[Supplied information]
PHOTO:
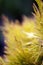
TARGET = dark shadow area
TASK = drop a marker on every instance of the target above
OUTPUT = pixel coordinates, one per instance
(2, 44)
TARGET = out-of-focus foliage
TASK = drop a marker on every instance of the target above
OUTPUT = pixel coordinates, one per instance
(24, 42)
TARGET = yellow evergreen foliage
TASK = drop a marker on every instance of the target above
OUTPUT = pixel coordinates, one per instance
(25, 42)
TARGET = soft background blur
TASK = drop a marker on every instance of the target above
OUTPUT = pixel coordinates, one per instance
(14, 9)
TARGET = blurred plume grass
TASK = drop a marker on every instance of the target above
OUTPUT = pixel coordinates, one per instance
[/Supplied information]
Exercise goal
The number of lines in the data that hold "foliage" is all that should be given.

Problem solution
2